--- Start of DATA SUPPLIED ---

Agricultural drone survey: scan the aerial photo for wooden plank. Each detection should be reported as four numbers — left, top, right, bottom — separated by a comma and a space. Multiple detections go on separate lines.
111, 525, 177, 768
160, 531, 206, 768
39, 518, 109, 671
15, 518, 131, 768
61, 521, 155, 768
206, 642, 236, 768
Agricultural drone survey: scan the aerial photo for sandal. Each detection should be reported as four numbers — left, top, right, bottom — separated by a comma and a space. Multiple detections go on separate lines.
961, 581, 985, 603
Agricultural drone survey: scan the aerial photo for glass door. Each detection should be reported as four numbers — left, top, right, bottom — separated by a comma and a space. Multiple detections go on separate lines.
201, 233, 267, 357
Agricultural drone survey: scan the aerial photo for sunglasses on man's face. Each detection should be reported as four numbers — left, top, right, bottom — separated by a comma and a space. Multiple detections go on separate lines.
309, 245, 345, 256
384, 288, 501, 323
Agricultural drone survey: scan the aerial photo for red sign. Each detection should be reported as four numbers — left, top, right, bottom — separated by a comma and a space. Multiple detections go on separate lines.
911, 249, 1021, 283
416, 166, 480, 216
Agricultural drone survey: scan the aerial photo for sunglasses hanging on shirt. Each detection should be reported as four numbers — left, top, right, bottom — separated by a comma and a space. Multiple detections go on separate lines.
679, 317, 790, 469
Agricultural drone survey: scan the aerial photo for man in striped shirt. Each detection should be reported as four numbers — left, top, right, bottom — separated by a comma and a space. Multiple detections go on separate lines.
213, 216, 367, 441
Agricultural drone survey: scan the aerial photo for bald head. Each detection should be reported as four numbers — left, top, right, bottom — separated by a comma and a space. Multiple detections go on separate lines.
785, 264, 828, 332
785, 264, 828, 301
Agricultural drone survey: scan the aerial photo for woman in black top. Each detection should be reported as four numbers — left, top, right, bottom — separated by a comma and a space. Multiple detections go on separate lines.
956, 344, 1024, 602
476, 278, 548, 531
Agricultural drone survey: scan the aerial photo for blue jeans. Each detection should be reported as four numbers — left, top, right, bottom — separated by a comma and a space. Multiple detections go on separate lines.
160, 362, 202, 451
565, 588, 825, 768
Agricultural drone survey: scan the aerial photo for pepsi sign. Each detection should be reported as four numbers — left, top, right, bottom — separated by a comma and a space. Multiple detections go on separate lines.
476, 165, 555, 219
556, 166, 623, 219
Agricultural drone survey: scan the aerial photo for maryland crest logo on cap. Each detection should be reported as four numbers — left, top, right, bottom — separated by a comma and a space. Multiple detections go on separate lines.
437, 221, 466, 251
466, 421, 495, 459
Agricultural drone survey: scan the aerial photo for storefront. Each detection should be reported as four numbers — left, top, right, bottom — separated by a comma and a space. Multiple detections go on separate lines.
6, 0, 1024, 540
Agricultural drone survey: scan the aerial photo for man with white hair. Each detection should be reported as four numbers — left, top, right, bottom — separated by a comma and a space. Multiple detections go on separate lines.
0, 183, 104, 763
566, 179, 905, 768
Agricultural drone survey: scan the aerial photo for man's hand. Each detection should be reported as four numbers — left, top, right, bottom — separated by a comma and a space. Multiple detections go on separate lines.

--- End of DATA SUPPLIED ---

WHAT IS BEING ASKED »
From the listing above, reproduce the lines beginning at the one that contains "for sunglasses on" and stopping after the one that contains "213, 216, 367, 441". Change "photo" to "image" throughout them and leave everything else unchanged.

EXERCISE SOLUTION »
Agricultural drone survey: scan the aerial image for sunglasses on man's face. Each detection should be reported as four numbers — left, top, right, bottom — separated by a comma and a space. Multiple detections go on separate lines.
309, 245, 345, 256
384, 288, 501, 323
Agricultural drone survey: scan the aerial image for red sign. Each detection should be reported as four numbers — left, top, right, bottom — separated by a comma and a space. Multiple detections go on separate lines.
911, 249, 1021, 283
416, 166, 480, 216
Agricultural drone survey: scan the aerial image for sunglasses hanging on shirt. Each detection should be reported as four numbers — left, top, right, bottom — separated by a comma and a space. Multiple detections go on separate lines.
679, 317, 790, 469
Agricultural drone survey: scan the aerial image for man in striped shirt. Each detection should be reported as four numbers — left, top, right, bottom — separated by a comma and a space. Multiple detections go on separate lines.
213, 216, 367, 441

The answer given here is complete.